ARTICLE -

Begin

ZEN TIP TUESDAY #13
I’m so happy to welcome and introduce Bronwyn Mandile as our guest poster for ZTT #13. Bron is well known within the Aussie blogosphere. I’ve been aware of and known Bron (online) since shortly after I began blogging in September 2012, so probably around 6-7 years! We haven’t met in person but I’m sure one day that our paths will cross at some blogging event or other! I initially knew Bron from her blog Maxabella Loves and used to link up with a weekend link-up she co-hosted with a few other bloggers called ‘Weekend Rewind’. Bron is well known for her writing in the parenting space. These days she’s the founder of MumLyfe – a community for mums of older kids. Bron shares with us today how she found mindfulness in the mundane, something she thought would always elude her! You can read more about Bron and how you can connect with her at her Bio at the end of this post.
If you’re joining us for ZTT Link-Up #011 – welcome and I look forward to reading your post!
I searched for my ‘zen’ for a very long time. From more traditional paths like meditation, yoga and aromatherapy massage, to less obvious paths like reiki and kinesiology. My brain just would not let go and let me be in the moment.
Thoughts that were meant to float in and gently be let go, came thundering in, loudly demanding attention. Let me tell you, it’s really hard to hold a yoga pose when your mind is having a rowdy knees up.
Zen is not self-conscious and awkward
Often, my attempts to be zen merely made me feel self-conscious and awkward. The very opposite of their intended purpose. Am I doing this right? Is it weird that someone I hardly know is touching me? What will we have for dinner Tuesday a week from now? Why doesn’t my leg bend like that? Am I forcing this? I’m forcing this.
I refused to give up. My rowdy brain had read far too much about the importance of meditation for a healthy life. I knew that if a person lived a ‘busy life’ (any person, anywhere), they had to balance it with lots of quiet, meditative, reflective time. Meditative experiences was the only way to soothe all the niggles that modern life delivered to us.
So, for the sake of a good life, this was something I had to conquer, I had to get it right.
Open enough to hide
Well, you can see my problem right there. You can’t ‘force’ your zen moments and there is no right way to find them. You just need to be open enough to let them find you.
But it seemed I was very good at hiding.
One day, about five years ago, I was bemoaning all the extra-curricular activities that my kids take part in each week to a friend. “It’s ridiculous,” I wailed. “Why does everything need to be a ‘thing’ these days? When I was a kid, you didn’t join a running club, you just ran.”
The lights went on at the brain party. Why was I searching for zen in all the wrong places? Why didn’t I just be more zen-like.
It turned out, it was that easy.
Mundanity becomes mindful
From that time on, I found myself being more mindful of life’s ‘niggly bits’ (as I’ve always called life’s boring old admin). Instead of fighting my way through the mundanity of life, I learned to treat them as my opportunity to be more mindful and present.
In the past, housework was a burden that I groaned my way through daily. Now, it was an opportunity to simply make the beds, sweep the floors and tidy the rooms to the best of my ability. I learned to take true pleasure in restoring my home to neatness and order. A quiet, contemplative time of service that for the most part, I no longer resented.

End

RECORD SET -
Begin

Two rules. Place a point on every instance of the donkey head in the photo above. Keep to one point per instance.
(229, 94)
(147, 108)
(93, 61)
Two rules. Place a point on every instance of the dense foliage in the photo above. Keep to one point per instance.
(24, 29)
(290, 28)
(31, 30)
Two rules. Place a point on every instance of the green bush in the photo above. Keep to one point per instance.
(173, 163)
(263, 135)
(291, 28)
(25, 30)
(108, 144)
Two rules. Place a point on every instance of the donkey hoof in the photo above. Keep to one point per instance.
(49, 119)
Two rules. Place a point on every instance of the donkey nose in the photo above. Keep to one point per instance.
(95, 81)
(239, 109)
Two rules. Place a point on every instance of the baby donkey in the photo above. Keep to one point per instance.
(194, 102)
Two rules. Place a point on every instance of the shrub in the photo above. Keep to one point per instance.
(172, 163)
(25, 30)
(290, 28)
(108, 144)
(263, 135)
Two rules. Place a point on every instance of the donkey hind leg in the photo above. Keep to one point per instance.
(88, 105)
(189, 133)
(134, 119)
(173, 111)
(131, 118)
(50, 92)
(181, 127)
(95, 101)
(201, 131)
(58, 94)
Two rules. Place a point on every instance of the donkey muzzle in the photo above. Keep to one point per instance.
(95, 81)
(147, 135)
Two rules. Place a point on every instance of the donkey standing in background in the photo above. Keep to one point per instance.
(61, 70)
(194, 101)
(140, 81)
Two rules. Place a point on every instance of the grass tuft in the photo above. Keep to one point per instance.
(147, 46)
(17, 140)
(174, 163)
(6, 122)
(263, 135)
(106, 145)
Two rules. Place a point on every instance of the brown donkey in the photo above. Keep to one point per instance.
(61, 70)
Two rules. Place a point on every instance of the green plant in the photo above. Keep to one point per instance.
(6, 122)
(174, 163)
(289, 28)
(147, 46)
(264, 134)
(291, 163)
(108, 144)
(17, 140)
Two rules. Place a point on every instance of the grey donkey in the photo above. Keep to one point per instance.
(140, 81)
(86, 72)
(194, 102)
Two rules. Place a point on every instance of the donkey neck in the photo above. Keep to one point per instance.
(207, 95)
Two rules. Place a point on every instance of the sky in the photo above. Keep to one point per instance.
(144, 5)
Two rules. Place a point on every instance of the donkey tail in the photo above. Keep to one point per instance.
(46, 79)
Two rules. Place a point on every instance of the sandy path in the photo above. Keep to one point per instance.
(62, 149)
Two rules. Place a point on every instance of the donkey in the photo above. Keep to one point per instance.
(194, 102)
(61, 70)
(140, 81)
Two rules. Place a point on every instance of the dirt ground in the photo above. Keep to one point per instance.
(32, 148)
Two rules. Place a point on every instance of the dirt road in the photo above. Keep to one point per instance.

End

YOUR GOAL - Extend the guest post about finding zen in life's mundane chores, starting right after its closing paragraph on housework.

RESULT FOR THIS EXERCISE -
From there, I learned to find zen moments throughout my day. What used to be ‘wasted time’ or downright shitty times, somehow became something I looked forward to. Waiting for the water to boil for a cup of tea. Washing my face and hands in the mornings. Cleaning the kitchen. Data entry. Driving my children to their (still too many) activities. Doing my invoicing. Hanging out the washing. Making my bed. Sorting the socks.
Pleasure in the unpleasant
It feels strange to say that housework and other mundane tasks is how I found my zen. But in this strange way, I have discovered that the key to a more present life is in deciding to do the things that give us the least amount of pleasure as well as we possibly can. I feel now that the mundane parts of life are there to slow us down. If we fully embrace their simplicity and familiarity, we can give them the attention they deserve. They are the ballast to our sails, and their importance ignored at our peril.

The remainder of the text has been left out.